**Description of the task**: Nothing in the records should be altered; retype them all exactly.

(Point-per-instance localization data)
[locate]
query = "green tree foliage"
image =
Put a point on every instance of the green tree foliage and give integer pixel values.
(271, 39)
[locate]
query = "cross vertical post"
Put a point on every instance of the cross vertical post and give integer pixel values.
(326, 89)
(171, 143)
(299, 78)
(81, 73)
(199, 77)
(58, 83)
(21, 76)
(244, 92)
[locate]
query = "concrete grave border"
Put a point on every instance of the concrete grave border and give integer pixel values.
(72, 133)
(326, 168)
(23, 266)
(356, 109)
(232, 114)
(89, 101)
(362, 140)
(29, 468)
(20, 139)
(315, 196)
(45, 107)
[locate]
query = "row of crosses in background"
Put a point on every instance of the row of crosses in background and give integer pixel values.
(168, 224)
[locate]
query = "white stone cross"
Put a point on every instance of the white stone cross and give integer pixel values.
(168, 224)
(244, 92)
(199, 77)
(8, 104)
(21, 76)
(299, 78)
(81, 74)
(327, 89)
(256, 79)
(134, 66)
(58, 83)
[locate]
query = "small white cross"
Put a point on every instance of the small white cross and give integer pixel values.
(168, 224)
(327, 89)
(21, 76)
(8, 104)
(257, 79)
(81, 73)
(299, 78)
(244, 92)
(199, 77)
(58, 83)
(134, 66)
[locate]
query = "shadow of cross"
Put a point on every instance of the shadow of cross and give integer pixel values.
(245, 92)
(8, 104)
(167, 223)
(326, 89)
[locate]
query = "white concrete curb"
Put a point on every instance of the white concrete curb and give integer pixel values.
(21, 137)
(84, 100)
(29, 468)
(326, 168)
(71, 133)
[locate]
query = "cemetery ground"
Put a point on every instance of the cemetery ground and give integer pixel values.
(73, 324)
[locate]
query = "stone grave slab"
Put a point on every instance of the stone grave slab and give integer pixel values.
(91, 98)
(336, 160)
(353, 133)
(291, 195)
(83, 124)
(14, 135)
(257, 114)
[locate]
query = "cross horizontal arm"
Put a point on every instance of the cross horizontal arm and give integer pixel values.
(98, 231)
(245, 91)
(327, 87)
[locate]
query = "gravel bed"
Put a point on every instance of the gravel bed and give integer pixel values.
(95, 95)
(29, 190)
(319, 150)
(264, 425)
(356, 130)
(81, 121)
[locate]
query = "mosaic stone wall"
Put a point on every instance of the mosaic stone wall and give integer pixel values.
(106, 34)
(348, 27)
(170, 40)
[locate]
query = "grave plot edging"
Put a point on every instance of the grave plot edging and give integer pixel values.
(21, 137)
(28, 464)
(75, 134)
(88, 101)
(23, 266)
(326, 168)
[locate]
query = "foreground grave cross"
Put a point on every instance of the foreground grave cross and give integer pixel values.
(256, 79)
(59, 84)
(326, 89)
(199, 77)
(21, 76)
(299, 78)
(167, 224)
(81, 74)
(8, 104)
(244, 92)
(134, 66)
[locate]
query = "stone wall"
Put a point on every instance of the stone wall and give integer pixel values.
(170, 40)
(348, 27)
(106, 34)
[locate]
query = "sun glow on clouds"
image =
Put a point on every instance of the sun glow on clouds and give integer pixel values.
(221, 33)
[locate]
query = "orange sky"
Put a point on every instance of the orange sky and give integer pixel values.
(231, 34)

**Solution to this exercise**:
[locate]
query = "green tree foliage"
image =
Put a point on every instance of the green tree foliage and give integer pixel values.
(271, 39)
[locate]
query = "cross vertical post"
Put a point on every instance of the cross vertical post and give integer pixel values.
(326, 89)
(171, 143)
(299, 78)
(81, 73)
(199, 77)
(58, 83)
(21, 76)
(244, 92)
[locate]
query = "concrete grave border"
Put a point on every instance of the concrete grave border and give integer pixel values.
(72, 133)
(326, 168)
(23, 266)
(356, 109)
(232, 114)
(89, 101)
(362, 140)
(29, 468)
(20, 139)
(315, 196)
(45, 107)
[locate]
query = "row of crosses in background"
Put a point on every instance of the row of crosses in background and give integer pixel values.
(168, 224)
[locate]
query = "white stone cross"
Put a point on every instance of the white stone cross and give integer pixel values.
(168, 224)
(244, 92)
(199, 77)
(8, 104)
(21, 76)
(299, 78)
(81, 74)
(327, 89)
(256, 79)
(134, 66)
(58, 83)
[locate]
query = "small white cross"
Put a point on every instance of the small white cross and give integer pixel values.
(168, 224)
(327, 89)
(21, 76)
(8, 104)
(257, 79)
(81, 73)
(299, 78)
(244, 92)
(199, 77)
(58, 83)
(134, 66)
[locate]
query = "shadow of cross"
Put a point on every instance of the shadow of cross and give integer pixel values.
(245, 92)
(8, 104)
(167, 223)
(326, 89)
[locate]
query = "white concrete curb"
Put a point on every instance of the white concrete curb and give integer pixel values.
(21, 137)
(84, 100)
(29, 468)
(326, 168)
(71, 133)
[locate]
query = "cemetery ground"
Put a point on every instance of the cemetery ground and give integer pixel values.
(73, 324)
[locate]
query = "stone grave slab"
Put a point on every instance of the stone grave slab and give integer pixel values.
(91, 98)
(336, 160)
(353, 133)
(291, 195)
(83, 124)
(14, 135)
(257, 114)
[locate]
query = "cross horizontal arm"
Put a point on every instance of the cross horizontal arm and give integer pixel values.
(98, 231)
(245, 91)
(327, 87)
[locate]
query = "gravel bed"
Put a point on every instance of the gravel bed and give integer pixel values.
(95, 95)
(29, 190)
(319, 150)
(264, 425)
(356, 130)
(81, 121)
[locate]
query = "mosaic stone wall"
Put a point on every instance of the mosaic stone wall and give integer pixel values.
(106, 34)
(348, 27)
(170, 40)
[locate]
query = "grave plot edging"
Put a point on every instance of the grave plot edging and give integer pixel values.
(21, 137)
(28, 464)
(75, 134)
(88, 101)
(23, 266)
(326, 168)
[locate]
query = "foreground grave cross"
Put a point on every instance of the foreground grave cross and give integer pixel values.
(256, 79)
(59, 84)
(326, 89)
(199, 77)
(21, 76)
(299, 78)
(167, 224)
(81, 74)
(8, 104)
(244, 92)
(134, 66)
[locate]
query = "stone wall"
Put a point on every instance of the stone wall and give integer pixel values.
(170, 40)
(348, 27)
(106, 34)
[locate]
query = "sun glow on clouds"
image =
Put a point on every instance of the sun glow on clouds and give integer pixel values.
(221, 33)
[locate]
query = "orange sky"
Put a point on every instance of the orange sky and give integer pixel values.
(231, 34)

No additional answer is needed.